Begin EXTRACT

Productivity improvements come at a cost. Haskell programs may have to allocate large amounts of memory to carry out operations, whereas a skilled C programmer can, by carefully ordering statements, reduce overhead massively. Speed is also unpredictable, although a Haskell compiler is currently rated as being about half as fast as C on common benchmarks in the Great Language Shootout, but five times faster than Erlang and only narrowly behind C#. These are not good attributes for memory-limited embedded applications. However, a mixture of C and Haskell or Erlang could, potentially, speed development without too much runtime cost by passing complex, less timing-sensitive management code to the functional domain and reserving C for time-critical functions.
However, the Haskell FAQ (haskell.org) reveals the Achilles heel of its approach to programming: 'Haskell is very different from traditional mainstream languages, it's like learning programming anew'.
This is not good news in an environment where time for retraining is rarely available. Despite the productivity improvements promised by other languages, C and its extensions are likely to stay with us for a long time, even if other dialects nibble at the edges.
Erlang code example
This Erlang code fragment shows how a factorial function might be defined, demonstrating the use of recursion. The clause 'when' allows statements to be reordered by the compiler. The '/' after factorial in the -export statement defines how many operands the function takes, in this case 1:
-module(factorialCalc).
-export([factorial/1]).
factorial(0) -> 1;
factorial(N) when N > 0 ->
N * factorial(N - 1).

End EXTRACT

◆ **REQUIREMENTS**
Rewrite the extract starting at "Erlang code example" and ending at "factorial(N - 1).", putting "arguments" wherever "operands" appears.

Begin MATERIAL

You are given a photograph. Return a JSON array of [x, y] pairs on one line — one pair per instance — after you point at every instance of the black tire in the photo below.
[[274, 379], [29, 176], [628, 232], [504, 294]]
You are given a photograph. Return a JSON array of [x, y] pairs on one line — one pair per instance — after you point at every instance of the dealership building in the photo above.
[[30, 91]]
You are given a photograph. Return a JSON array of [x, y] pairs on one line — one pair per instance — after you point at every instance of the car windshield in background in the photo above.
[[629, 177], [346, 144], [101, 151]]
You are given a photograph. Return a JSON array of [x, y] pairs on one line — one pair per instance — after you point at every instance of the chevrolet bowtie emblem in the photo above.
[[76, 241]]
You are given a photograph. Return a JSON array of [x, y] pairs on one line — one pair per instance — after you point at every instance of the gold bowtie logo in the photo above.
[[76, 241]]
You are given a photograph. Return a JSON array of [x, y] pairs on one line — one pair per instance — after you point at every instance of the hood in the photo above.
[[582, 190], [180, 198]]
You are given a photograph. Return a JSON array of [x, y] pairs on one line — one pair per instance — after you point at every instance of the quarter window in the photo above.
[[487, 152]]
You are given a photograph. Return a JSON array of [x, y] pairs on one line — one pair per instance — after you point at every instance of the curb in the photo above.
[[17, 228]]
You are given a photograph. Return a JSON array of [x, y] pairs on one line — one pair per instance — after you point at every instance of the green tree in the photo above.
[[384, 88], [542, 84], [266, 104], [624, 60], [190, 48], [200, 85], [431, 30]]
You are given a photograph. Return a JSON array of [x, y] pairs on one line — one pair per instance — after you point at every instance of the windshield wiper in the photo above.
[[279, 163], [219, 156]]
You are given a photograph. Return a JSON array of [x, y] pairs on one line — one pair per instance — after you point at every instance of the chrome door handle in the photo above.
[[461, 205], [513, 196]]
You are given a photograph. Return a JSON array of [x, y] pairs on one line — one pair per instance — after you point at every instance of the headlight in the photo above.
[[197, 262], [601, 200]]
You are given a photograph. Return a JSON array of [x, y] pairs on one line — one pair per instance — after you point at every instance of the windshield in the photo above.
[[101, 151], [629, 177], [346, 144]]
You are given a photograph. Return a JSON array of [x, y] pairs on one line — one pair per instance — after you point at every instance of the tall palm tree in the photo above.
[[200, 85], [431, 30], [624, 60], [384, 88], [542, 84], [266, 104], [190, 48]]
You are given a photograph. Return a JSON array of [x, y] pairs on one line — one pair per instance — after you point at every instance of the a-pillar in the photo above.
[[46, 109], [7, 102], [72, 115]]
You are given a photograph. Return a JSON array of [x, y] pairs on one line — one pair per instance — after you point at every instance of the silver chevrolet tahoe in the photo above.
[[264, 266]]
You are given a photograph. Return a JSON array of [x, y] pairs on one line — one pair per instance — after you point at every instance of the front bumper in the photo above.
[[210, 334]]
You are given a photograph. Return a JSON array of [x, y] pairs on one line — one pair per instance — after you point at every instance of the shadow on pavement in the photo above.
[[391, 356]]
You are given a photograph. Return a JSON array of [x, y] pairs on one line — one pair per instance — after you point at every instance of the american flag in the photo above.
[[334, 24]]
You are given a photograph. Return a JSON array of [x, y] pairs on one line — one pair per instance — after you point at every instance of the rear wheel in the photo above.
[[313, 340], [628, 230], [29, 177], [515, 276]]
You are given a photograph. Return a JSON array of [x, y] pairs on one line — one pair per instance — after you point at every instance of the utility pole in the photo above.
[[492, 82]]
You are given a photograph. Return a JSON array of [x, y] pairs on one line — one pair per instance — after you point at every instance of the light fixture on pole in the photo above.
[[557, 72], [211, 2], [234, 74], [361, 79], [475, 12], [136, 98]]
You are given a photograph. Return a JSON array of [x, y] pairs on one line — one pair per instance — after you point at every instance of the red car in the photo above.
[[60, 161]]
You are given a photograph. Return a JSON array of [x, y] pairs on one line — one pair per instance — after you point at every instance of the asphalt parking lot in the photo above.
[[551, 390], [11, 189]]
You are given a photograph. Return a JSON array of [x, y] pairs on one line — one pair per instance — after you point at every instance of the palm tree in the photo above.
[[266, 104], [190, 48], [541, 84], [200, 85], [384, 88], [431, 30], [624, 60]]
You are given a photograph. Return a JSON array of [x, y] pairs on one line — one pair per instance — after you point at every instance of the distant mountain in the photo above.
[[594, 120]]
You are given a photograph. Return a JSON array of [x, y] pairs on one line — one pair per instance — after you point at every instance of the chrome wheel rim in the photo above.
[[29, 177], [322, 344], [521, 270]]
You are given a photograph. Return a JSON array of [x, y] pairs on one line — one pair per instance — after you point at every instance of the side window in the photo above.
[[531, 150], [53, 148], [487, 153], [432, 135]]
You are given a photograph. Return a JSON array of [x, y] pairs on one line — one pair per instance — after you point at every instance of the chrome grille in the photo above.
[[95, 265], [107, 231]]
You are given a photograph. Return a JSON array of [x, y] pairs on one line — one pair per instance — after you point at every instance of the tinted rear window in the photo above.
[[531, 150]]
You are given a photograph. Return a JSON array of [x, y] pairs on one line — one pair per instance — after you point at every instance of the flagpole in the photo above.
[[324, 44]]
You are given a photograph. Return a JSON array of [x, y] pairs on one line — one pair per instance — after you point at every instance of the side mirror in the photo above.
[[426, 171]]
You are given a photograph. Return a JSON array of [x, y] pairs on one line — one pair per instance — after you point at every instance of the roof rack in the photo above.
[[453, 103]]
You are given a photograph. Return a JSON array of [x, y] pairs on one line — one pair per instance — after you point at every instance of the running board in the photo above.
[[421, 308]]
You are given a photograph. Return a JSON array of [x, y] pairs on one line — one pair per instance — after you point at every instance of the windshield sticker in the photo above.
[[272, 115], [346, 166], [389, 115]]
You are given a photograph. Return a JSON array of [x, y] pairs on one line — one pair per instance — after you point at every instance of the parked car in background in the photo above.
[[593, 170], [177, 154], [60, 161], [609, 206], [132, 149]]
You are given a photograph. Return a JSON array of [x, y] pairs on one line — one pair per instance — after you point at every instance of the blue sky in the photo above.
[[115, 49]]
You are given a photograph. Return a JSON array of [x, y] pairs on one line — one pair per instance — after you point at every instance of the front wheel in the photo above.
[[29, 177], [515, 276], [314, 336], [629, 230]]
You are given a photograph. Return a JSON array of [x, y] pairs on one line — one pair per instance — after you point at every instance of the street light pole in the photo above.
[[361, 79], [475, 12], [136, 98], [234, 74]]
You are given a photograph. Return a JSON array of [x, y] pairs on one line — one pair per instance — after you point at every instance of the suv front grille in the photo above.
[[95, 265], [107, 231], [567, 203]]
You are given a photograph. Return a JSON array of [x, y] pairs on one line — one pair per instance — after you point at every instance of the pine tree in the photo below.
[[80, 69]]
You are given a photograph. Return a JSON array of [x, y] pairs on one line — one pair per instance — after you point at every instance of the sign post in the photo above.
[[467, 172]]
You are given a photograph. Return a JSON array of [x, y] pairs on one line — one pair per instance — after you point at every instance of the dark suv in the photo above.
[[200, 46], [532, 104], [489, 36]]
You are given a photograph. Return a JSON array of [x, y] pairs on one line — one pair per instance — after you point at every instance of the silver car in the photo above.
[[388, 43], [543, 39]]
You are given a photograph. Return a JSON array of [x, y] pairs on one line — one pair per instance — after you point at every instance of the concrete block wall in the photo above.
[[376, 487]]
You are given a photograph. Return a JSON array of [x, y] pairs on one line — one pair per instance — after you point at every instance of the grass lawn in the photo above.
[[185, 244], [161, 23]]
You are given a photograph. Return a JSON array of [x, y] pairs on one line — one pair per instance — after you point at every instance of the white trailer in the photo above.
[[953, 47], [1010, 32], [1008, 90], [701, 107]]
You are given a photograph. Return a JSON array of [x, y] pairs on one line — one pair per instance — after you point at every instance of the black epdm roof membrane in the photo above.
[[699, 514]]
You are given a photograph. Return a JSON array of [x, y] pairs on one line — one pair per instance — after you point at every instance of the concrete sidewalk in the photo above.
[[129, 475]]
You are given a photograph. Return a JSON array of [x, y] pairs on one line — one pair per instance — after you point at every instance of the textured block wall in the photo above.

End MATERIAL

◆ **RESULT OF THE TASK**
Erlang code example
This Erlang code fragment shows how a factorial function might be defined, demonstrating the use of recursion. The clause 'when' allows statements to be reordered by the compiler. The '/' after factorial in the -export statement defines how many arguments the function takes, in this case 1:
-module(factorialCalc).
-export([factorial/1]).
factorial(0) -> 1;
factorial(N) when N > 0 ->
N * factorial(N - 1).